[start of Material to process]

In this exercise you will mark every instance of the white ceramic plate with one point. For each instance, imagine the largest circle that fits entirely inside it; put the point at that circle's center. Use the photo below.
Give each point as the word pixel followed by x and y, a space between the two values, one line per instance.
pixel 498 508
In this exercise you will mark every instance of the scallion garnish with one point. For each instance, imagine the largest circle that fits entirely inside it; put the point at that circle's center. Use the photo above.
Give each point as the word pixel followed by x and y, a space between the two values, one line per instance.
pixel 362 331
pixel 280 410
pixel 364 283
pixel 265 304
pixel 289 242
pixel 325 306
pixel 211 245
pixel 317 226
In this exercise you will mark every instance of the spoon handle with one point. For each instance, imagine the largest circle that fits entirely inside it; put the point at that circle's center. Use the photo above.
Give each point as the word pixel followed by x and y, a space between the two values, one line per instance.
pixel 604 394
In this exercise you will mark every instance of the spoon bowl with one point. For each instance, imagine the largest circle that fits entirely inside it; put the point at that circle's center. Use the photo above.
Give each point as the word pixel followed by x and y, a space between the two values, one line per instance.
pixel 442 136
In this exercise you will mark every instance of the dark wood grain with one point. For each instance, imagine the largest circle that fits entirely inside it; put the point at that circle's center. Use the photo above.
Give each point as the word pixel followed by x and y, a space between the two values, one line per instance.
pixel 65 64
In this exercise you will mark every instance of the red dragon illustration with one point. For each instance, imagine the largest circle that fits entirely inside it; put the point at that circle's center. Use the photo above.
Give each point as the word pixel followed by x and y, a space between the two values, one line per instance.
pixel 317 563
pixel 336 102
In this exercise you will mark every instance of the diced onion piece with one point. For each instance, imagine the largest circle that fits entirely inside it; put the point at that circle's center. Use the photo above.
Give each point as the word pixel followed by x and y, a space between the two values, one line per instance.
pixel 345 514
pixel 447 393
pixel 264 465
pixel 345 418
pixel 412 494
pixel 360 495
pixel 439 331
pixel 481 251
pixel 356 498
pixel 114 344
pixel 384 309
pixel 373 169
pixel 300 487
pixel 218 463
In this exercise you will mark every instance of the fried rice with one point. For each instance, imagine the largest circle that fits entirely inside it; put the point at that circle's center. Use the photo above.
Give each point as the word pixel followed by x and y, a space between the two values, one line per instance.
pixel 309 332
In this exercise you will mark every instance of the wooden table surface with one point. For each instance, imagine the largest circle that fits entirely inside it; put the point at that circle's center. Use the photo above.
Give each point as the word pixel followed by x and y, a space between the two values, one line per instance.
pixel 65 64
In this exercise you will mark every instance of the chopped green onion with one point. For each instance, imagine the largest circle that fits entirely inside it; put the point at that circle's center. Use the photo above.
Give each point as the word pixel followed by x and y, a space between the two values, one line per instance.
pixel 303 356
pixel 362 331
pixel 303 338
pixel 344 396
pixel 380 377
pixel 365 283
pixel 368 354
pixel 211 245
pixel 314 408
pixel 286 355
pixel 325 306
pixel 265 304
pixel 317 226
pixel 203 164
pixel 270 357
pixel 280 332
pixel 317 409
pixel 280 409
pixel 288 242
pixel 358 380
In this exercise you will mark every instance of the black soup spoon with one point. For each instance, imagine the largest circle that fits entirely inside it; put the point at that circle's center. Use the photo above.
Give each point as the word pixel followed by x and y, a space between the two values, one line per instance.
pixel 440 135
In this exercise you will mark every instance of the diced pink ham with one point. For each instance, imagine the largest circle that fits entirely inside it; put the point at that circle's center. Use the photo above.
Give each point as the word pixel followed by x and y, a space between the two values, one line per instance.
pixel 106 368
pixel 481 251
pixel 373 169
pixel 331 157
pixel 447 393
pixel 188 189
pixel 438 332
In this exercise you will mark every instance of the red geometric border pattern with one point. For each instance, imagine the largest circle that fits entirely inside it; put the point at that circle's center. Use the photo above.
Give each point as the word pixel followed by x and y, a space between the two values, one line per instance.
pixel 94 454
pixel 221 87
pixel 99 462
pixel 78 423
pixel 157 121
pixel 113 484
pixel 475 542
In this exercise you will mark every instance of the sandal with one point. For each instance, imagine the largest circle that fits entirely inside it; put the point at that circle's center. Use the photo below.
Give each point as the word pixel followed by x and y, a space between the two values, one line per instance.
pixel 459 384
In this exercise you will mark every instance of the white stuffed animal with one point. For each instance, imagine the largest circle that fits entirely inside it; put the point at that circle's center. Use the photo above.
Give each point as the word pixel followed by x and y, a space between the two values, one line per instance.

[end of Material to process]

Direction:
Write out all of the entries above word for word, keeping every line unchanged.

The answer:
In this exercise you will mark every instance of the white ceramic plate with one point. For each instance, imagine the largest circle that fits entirely inside it; put the point at that circle's center. Use the photo below.
Give each point as the word pixel followed by x and y, a space between the two values, one line per instance.
pixel 498 508
In this exercise you will mark every instance of the scallion garnish with one point. For each instance, imagine the largest circle that fits entirely inside it; put the point at that circle's center. Use the photo above.
Give each point as the word pixel followed by x and y, a space between the two values, one line per instance.
pixel 362 331
pixel 280 410
pixel 364 283
pixel 265 304
pixel 289 242
pixel 325 306
pixel 211 245
pixel 317 226
In this exercise you will mark every instance of the spoon handle with one point. For each instance, imagine the largest circle that fits entirely inside it; put the point at that circle's center. Use the photo above.
Give each point as the word pixel followed by x and y, a space between the two values, one line per instance.
pixel 604 394
In this exercise you will mark every instance of the spoon bowl with one point. For each instance, imagine the largest circle that fits entirely inside it; put the point at that circle's center. Use the photo above.
Give each point as the word pixel followed by x and y, a space between the two values, one line per instance.
pixel 442 136
In this exercise you will mark every instance of the dark wood grain with one point. For each instance, imagine the largest circle that fits entirely inside it; put the point at that circle's center. Use the photo above.
Give each point as the word pixel followed by x and y, a space between the two values, one line per instance.
pixel 65 64
In this exercise you will mark every instance of the red dragon illustration with one point. For each instance, imagine the largest circle that fits entirely inside it; put the point at that circle's center. Use the photo above.
Give each point as the word pixel followed by x and y, a space between the two values, one line per instance.
pixel 317 563
pixel 336 102
In this exercise you will mark every instance of the diced onion piece with one point. For each instance, imagine the largest circle that fits entirely inside it; put the point at that circle's center. Use the photo above.
Give each point as the word pixel followed by x and y, a space between the two values, one line per instance.
pixel 345 514
pixel 447 393
pixel 264 465
pixel 345 418
pixel 412 494
pixel 360 495
pixel 439 331
pixel 481 251
pixel 356 498
pixel 114 344
pixel 384 309
pixel 373 169
pixel 300 487
pixel 218 463
In this exercise you will mark every instance of the fried rice with one point. For each instance, imagine the largest circle that fits entirely inside it; put the point at that circle's center. Use the photo above.
Give each point as the word pixel followed by x and y, a space between the two values, one line per instance.
pixel 309 332
In this exercise you will mark every instance of the wooden table surface with one point. For each instance, imagine the largest circle that fits entirely inside it; put the point at that circle's center. Use the photo above.
Give each point as the word pixel followed by x and y, a space between the two values, one line per instance.
pixel 65 64
In this exercise you will mark every instance of the chopped green onion with one point. For each instance, imagine the largest circle that fits entirely inside it; put the point at that circle's center. Use the photo above.
Give each point as the word pixel followed by x and y, a space between the two values, one line per instance.
pixel 303 356
pixel 362 331
pixel 303 338
pixel 344 396
pixel 380 377
pixel 365 283
pixel 368 354
pixel 211 245
pixel 314 408
pixel 286 355
pixel 325 306
pixel 265 304
pixel 317 226
pixel 203 164
pixel 270 357
pixel 280 332
pixel 317 409
pixel 280 409
pixel 288 242
pixel 358 380
In this exercise you will mark every instance of the black soup spoon with one point. For each instance, imagine the largest circle that fits entirely inside it; put the point at that circle's center. Use the photo above.
Give each point as the word pixel followed by x and y, a space between the two values, one line per instance.
pixel 440 135
In this exercise you will mark every instance of the diced pink ham with one point. For each instance, imagine the largest circle that fits entirely inside it; put the point at that circle's center. Use the photo above.
Give each point as the word pixel followed by x and y, a space between the two values, one line per instance.
pixel 106 368
pixel 481 251
pixel 373 169
pixel 331 157
pixel 447 393
pixel 188 189
pixel 438 332
In this exercise you will mark every instance of the red geometric border pattern with one point. For each instance, imagine the largest circle that fits entirely inside it; put the point at that circle's center. Use the photo above.
Give each point as the word pixel followed by x and y, a space between the two values, one line per instance.
pixel 94 454
pixel 221 87
pixel 99 462
pixel 78 423
pixel 157 121
pixel 113 484
pixel 475 542
In this exercise you will mark every instance of the sandal with one point. For each instance, imagine the largest circle that fits entirely inside it; put the point at that circle's center. Use the photo below.
Give each point as the word pixel followed by x and y, a space between the two values, one line per instance.
pixel 459 384
In this exercise you will mark every instance of the white stuffed animal with one point. For each instance, imagine the largest circle that fits entirely inside it; put the point at that circle's center. Use the photo above.
Give each point as the word pixel followed by x and y, a space between the two values, one line per instance.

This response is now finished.